» Work to be completed:
Reproduce all of the following material line by line, without any alteration.

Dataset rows
========================================================================

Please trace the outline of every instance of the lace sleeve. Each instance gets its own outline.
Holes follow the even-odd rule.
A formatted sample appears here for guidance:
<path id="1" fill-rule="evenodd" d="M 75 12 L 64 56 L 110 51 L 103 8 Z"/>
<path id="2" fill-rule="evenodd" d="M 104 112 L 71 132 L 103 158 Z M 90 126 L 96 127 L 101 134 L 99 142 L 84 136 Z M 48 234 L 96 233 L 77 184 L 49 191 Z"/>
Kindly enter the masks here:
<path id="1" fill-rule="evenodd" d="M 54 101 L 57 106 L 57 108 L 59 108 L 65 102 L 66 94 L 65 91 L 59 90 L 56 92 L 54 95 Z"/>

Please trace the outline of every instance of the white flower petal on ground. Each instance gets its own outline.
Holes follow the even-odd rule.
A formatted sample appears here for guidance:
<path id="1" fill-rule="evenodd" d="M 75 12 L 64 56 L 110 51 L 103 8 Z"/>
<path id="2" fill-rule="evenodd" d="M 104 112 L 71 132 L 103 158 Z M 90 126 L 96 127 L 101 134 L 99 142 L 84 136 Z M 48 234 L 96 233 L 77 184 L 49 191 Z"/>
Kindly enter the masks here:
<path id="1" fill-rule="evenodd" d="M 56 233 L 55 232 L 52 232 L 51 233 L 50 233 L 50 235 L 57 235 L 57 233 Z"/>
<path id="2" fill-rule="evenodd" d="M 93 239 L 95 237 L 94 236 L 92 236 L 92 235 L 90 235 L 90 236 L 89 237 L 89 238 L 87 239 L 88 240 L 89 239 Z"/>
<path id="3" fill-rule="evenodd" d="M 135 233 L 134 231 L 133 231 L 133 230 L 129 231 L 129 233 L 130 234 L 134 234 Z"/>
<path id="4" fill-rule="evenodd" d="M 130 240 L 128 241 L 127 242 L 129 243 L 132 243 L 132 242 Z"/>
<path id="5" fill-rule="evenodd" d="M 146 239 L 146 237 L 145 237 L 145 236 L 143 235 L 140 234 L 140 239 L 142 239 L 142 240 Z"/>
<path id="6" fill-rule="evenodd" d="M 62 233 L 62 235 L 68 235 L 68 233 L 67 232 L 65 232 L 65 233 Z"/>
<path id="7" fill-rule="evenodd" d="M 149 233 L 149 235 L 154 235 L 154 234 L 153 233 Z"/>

========================================================================

» Result of this task:
Please trace the outline of every instance of the lace sleeve. Each instance gets its own outline.
Holes follow the even-odd rule.
A formatted sample appears here for guidance:
<path id="1" fill-rule="evenodd" d="M 75 12 L 64 56 L 110 51 L 103 8 Z"/>
<path id="2" fill-rule="evenodd" d="M 104 112 L 71 132 L 103 158 Z M 90 126 L 96 127 L 101 134 L 99 142 L 84 136 Z M 48 234 L 96 233 L 77 184 L 49 191 Z"/>
Kindly enter the masks here:
<path id="1" fill-rule="evenodd" d="M 54 101 L 57 106 L 57 108 L 59 108 L 65 102 L 66 94 L 65 91 L 59 90 L 56 92 L 54 95 Z"/>

Please trace the outline of every instance of the white flower petal on ground. Each instance gets its own outline.
Holes follow the even-odd rule.
A formatted sample appears here for guidance:
<path id="1" fill-rule="evenodd" d="M 75 12 L 64 56 L 110 51 L 103 8 Z"/>
<path id="2" fill-rule="evenodd" d="M 104 112 L 71 132 L 103 158 Z M 90 126 L 96 127 L 101 134 L 99 142 L 84 136 Z M 48 234 L 96 233 L 77 184 L 49 191 Z"/>
Kindly enter the masks here:
<path id="1" fill-rule="evenodd" d="M 56 233 L 55 232 L 52 232 L 51 233 L 50 233 L 50 235 L 57 235 L 57 233 Z"/>
<path id="2" fill-rule="evenodd" d="M 93 239 L 95 237 L 94 236 L 92 236 L 92 235 L 90 235 L 90 236 L 89 237 L 89 238 L 87 239 L 88 240 L 89 239 Z"/>
<path id="3" fill-rule="evenodd" d="M 135 233 L 134 231 L 133 231 L 133 230 L 129 231 L 129 233 L 130 234 L 134 234 Z"/>
<path id="4" fill-rule="evenodd" d="M 130 240 L 128 241 L 127 242 L 129 243 L 132 243 L 132 242 Z"/>
<path id="5" fill-rule="evenodd" d="M 146 239 L 146 237 L 145 237 L 145 236 L 143 235 L 140 234 L 140 239 L 142 239 L 142 240 Z"/>
<path id="6" fill-rule="evenodd" d="M 62 233 L 62 235 L 68 235 L 68 233 L 67 232 L 65 232 L 65 233 Z"/>
<path id="7" fill-rule="evenodd" d="M 149 233 L 149 235 L 154 235 L 154 234 L 153 233 Z"/>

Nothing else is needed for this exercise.